Task objective: Write out every row below line for line, changing nothing.

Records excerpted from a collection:
_ _ _ _ _ _ _
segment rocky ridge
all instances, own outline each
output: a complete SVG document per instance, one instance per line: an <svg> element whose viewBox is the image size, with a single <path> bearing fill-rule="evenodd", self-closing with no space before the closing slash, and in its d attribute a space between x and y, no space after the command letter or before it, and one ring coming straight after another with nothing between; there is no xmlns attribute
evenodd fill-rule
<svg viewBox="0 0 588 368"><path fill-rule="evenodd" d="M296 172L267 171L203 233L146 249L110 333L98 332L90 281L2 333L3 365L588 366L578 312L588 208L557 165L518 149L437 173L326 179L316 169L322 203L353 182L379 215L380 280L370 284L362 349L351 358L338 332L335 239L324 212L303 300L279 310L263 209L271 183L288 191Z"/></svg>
_ _ _ _ _ _ _
Solution to the exercise:
segment rocky ridge
all instances, own outline each
output: a complete SVG document per instance, one instance per line: an <svg> element whose viewBox is the image size, with a single <path> bearing fill-rule="evenodd", self-closing with no space before the closing slash, and in its d attribute a space between x and y, no space after the command letter or before it, and one ring coming straight after another with nothing between; there is no xmlns attribute
evenodd fill-rule
<svg viewBox="0 0 588 368"><path fill-rule="evenodd" d="M296 172L267 171L203 233L146 249L110 333L98 332L90 281L2 333L3 365L588 366L578 312L588 208L557 165L518 149L437 173L326 179L316 169L322 203L353 182L379 215L380 280L370 284L362 349L351 358L338 332L335 239L324 212L303 300L279 310L263 209L271 183L288 191Z"/></svg>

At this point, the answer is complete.